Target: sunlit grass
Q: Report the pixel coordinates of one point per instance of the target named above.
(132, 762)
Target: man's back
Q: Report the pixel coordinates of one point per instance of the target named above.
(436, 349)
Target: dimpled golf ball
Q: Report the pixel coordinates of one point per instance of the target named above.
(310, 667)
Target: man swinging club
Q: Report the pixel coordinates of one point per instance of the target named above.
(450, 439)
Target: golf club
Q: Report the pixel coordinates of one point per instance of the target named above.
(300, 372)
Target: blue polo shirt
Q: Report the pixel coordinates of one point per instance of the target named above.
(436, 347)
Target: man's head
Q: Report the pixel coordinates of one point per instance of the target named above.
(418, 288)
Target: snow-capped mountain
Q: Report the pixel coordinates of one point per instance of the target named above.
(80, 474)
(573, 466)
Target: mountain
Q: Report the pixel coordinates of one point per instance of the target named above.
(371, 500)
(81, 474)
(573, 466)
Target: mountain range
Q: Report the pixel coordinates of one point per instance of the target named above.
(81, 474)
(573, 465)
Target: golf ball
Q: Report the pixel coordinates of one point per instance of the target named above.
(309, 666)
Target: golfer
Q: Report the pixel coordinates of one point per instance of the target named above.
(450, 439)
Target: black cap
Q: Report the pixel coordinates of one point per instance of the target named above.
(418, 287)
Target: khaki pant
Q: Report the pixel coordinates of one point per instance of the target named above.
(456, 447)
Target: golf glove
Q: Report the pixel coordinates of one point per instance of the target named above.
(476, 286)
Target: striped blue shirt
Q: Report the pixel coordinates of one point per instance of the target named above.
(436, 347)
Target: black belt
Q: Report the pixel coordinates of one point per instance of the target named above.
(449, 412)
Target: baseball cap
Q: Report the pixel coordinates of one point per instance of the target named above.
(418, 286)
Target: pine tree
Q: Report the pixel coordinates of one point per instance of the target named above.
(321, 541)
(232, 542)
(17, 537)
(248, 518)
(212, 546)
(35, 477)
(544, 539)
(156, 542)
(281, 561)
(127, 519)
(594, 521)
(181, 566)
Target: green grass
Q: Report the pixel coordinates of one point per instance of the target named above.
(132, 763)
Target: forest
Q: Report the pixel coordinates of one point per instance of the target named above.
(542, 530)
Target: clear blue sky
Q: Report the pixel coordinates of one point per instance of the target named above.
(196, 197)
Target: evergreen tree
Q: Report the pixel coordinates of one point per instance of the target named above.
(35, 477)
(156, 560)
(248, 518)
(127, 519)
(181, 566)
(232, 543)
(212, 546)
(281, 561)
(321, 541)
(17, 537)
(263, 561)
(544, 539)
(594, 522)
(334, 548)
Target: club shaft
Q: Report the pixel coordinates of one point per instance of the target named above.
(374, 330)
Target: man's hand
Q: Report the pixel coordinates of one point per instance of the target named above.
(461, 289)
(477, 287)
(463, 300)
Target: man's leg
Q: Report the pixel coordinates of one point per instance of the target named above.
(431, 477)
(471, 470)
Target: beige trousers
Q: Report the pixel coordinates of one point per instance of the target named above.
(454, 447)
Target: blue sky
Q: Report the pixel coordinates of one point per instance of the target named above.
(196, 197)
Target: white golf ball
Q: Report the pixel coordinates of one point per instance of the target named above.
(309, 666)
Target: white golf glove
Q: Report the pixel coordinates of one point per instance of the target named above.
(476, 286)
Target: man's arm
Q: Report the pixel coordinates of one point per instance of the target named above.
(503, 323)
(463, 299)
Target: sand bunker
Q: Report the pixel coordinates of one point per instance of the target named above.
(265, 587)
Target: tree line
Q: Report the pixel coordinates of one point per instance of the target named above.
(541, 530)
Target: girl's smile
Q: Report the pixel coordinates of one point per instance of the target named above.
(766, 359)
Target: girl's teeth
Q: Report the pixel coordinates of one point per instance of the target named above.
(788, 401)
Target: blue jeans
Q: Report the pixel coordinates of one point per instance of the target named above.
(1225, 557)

#### [WHAT TO DO]
Rewrite all of the lines in the items above as a JSON list of strings, with one string per line and no blank lines.

#### [REPLY TO THE TASK]
[
  "Target: sunlit grass",
  "Q: Report the pixel coordinates of one point per instance of the target named above.",
  "(132, 762)",
  "Target: man's back",
  "Q: Report the pixel coordinates of one point per instance of the target named above.",
  "(436, 349)",
  "Target: dimpled golf ball",
  "Q: Report the pixel coordinates of one point per instance of the target named above.",
  "(310, 667)",
  "Target: man swinging club",
  "Q: Report the pixel coordinates of one point per instance of the target named above.",
  "(450, 439)",
  "Target: golf club",
  "Q: Report the pixel coordinates of one point per instance of the target named above.",
  "(300, 372)",
  "Target: blue polo shirt",
  "Q: Report the pixel coordinates of one point per instance of the target named above.",
  "(436, 347)",
  "Target: man's head",
  "Q: Report the pixel coordinates of one point per instance of the target named above.",
  "(418, 288)",
  "Target: snow-capped mountain",
  "Q: Report the pixel coordinates of one point per instance of the target named above.",
  "(80, 474)",
  "(573, 466)",
  "Target: mountain",
  "Q: Report the pixel coordinates of one point per instance of the target named above.",
  "(371, 500)",
  "(81, 474)",
  "(573, 466)",
  "Target: mountain range",
  "Q: Report the pixel coordinates of one point per instance of the target named above.",
  "(81, 474)",
  "(573, 465)",
  "Target: golf ball",
  "Q: Report the pixel coordinates of one point per instance of the target named above.",
  "(309, 666)",
  "Target: golfer",
  "Q: Report the pixel coordinates of one point per instance of the target named above.",
  "(450, 439)",
  "Target: black cap",
  "Q: Report the pixel coordinates of one point per instance of the target named above.",
  "(418, 287)",
  "Target: khaki pant",
  "Q: Report the pixel coordinates of one point per instance of the target named above.",
  "(456, 447)",
  "Target: golf glove",
  "Q: Report the pixel coordinates of one point per instance of the target named above.",
  "(476, 286)",
  "Target: striped blue shirt",
  "Q: Report the pixel coordinates of one point per instance of the target named above.",
  "(436, 347)",
  "Target: black belt",
  "Q: Report the pixel coordinates of one point per instance of the target named above.",
  "(449, 412)",
  "Target: baseball cap",
  "Q: Report the pixel coordinates of one point per instance of the target named above.",
  "(418, 286)",
  "Target: pine tree",
  "Q: Report the pixel coordinates of one point per instance of the target named above.",
  "(321, 541)",
  "(232, 542)",
  "(17, 537)",
  "(248, 518)",
  "(212, 546)",
  "(35, 477)",
  "(544, 539)",
  "(156, 542)",
  "(281, 561)",
  "(127, 519)",
  "(594, 521)",
  "(181, 566)",
  "Target: green grass",
  "Q: Report the pixel coordinates of one point per instance of the target named above.",
  "(132, 763)",
  "Target: forest",
  "Q: Report the pixel coordinates of one point per instance of the target named above.",
  "(542, 530)",
  "Target: clear blue sky",
  "Q: Report the pixel coordinates of one point per instance of the target named above.",
  "(196, 197)",
  "Target: evergreen tree",
  "Q: Report the pixel coordinates of one point per instance of the target named above.",
  "(35, 477)",
  "(156, 560)",
  "(248, 518)",
  "(127, 519)",
  "(181, 566)",
  "(232, 543)",
  "(212, 546)",
  "(281, 561)",
  "(321, 541)",
  "(17, 537)",
  "(263, 561)",
  "(544, 539)",
  "(594, 522)",
  "(334, 548)",
  "Target: club shaft",
  "Q: Report the pixel coordinates of one point per instance of the target named above.",
  "(374, 330)",
  "Target: man's hand",
  "Q: Report the pixel coordinates of one point per instance of the target named above.",
  "(461, 289)",
  "(477, 287)",
  "(463, 300)",
  "Target: man's leg",
  "Q: Report the pixel coordinates of one point per instance of the target named above.",
  "(431, 477)",
  "(471, 470)",
  "Target: beige trousers",
  "Q: Report the pixel coordinates of one point per instance of the target named above.",
  "(454, 447)",
  "Target: blue sky",
  "Q: Report the pixel coordinates of one point per instance of the target named above.",
  "(196, 197)",
  "Target: white golf ball",
  "Q: Report the pixel coordinates of one point per instance of the target named above.",
  "(309, 666)",
  "Target: white golf glove",
  "Q: Report the pixel coordinates of one point per instance of the target named above.",
  "(476, 286)",
  "Target: man's arm",
  "Q: Report the pixel coordinates of one point per instance of the target named above.",
  "(503, 323)",
  "(463, 299)",
  "Target: sand bunker",
  "Q: Report the pixel coordinates of one point per instance of the target named above.",
  "(265, 587)",
  "Target: tree line",
  "Q: Report the pixel coordinates of one point per instance of the target named above.",
  "(541, 530)",
  "Target: girl's smile",
  "Q: Report the pixel coordinates of one point per instance of the target named above.",
  "(766, 359)",
  "Target: girl's teeth",
  "Q: Report the pixel coordinates of one point per instance of the target named above.",
  "(788, 401)",
  "Target: blue jeans",
  "Q: Report the pixel coordinates of one point per instance of the target named above.",
  "(1225, 557)"
]